▶ _SOURCE TEXT_:
* begin *
Opinion
April 20, 1964.
Harris B. Steinberg, Stanley S. Arkin, New York City, Robert F. Urbano, pro se, for plaintiff.
Townley, Updike, Carter Rodgers, New York City, James W. Rodgers, Anson M. Keller, New York City, of counsel, for defendant.
This action for libel based on an article published in defendant's newspaper "Sunday News", issue of December 9, 1962, was filed on October 25, 1963, and the defendant was served on October 29, 1963.
Plaintiff alleges that he is a citizen of Massachusetts and that he is presently incarcerated in the New Jersey State Prison at Trenton. With his complaint, plaintiff filed an application for leave to proceed in forma pauperis, with the requisite supporting affidavit.
Defendant moved for an order (1) dismissing the complaint on the ground that plaintiff has no capacity to sue, or (2) denying plaintiff's motion for leave to proceed in forma pauperis and striking his complaint from the files of this Court on the ground that the alleged cause of action has no merit. Defendant's motion came on for argument on January 7, 1964, and no attorney appearing for plaintiff, the Court, by memorandum dated January 16, 1964, appointed Harris B. Steinberg, Esq. attorney for the plaintiff with respect to plaintiff's motion to proceed in forma pauperis and defendant's motion to dismiss. Pursuant to said order, Mr. Steinberg duly served and filed a memorandum on February 28, 1964. In addition to the memoranda filed by Mr. Steinberg and by counsel for the defendant, the Court has considered two memoranda filed by plaintiff pro se.
* end *
▶ _INFORMATION SHOWN_:
* begin *
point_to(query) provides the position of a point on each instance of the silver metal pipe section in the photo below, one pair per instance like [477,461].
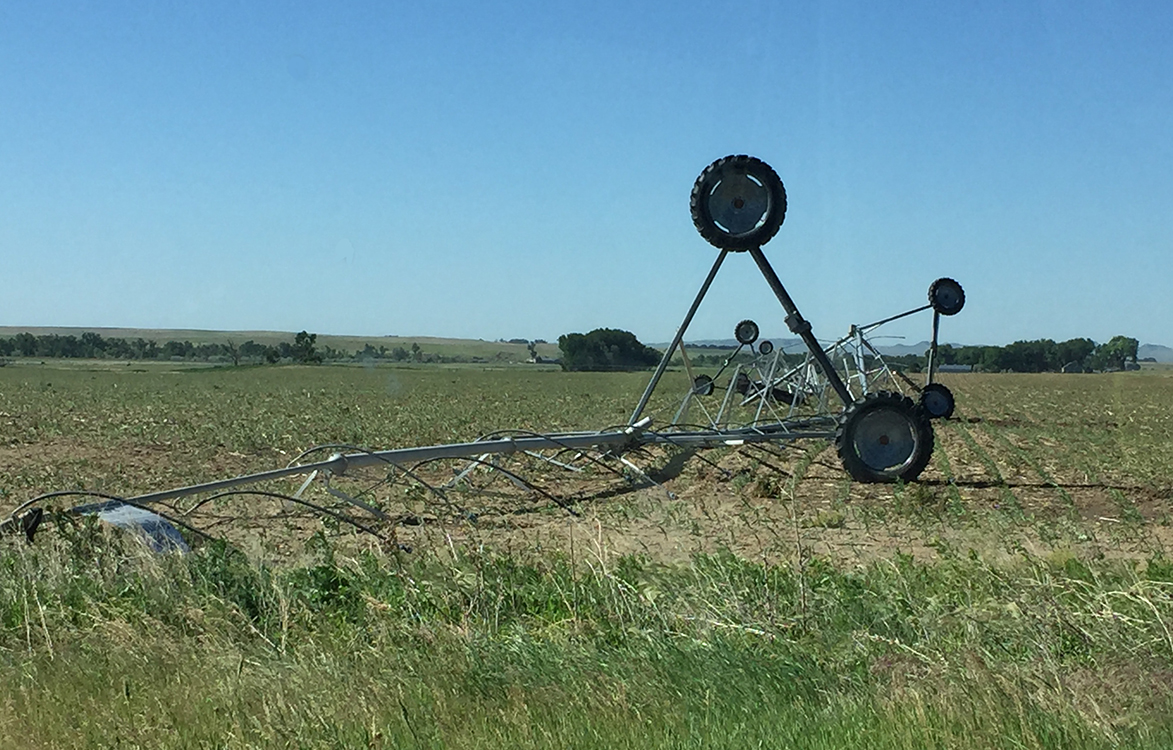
* end *
▶ _AIM 1_: In the libel opinion above, why did the Court appoint Harris B. Steinberg as attorney for the plaintiff? Answer in one to three sentences.
▶ _AIM 2_: Carry on the libel opinion above from the point where it stops.

▶ _RESPONSE 1_: When the defendant's motion came on for argument on January 7, 1964, no attorney appeared for the plaintiff. The Court therefore appointed Harris B. Steinberg, by memorandum dated January 16, 1964, to represent the plaintiff on his motion to proceed in forma pauperis and on the defendant's motion to dismiss.

▶ _RESPONSE 2_:
The facts, briefly stated, are that on May 19, 1960 plaintiff, having been indicted in New Jersey for murder in the commission of robbery and having pleaded non vult, was sentenced to life imprisonment in the New Jersey State Penitentiary. On or about September 14, 1961, the Federal Bureau of Investigation issued a press release purporting to describe plaintiff's career and various crimes which he was alleged to have committed. On December 9, 1962, some fifteen months later, defendant published an article in the Sunday News, allegedly based on the F.B.I. press release. This article is the subject of plaintiff's libel action.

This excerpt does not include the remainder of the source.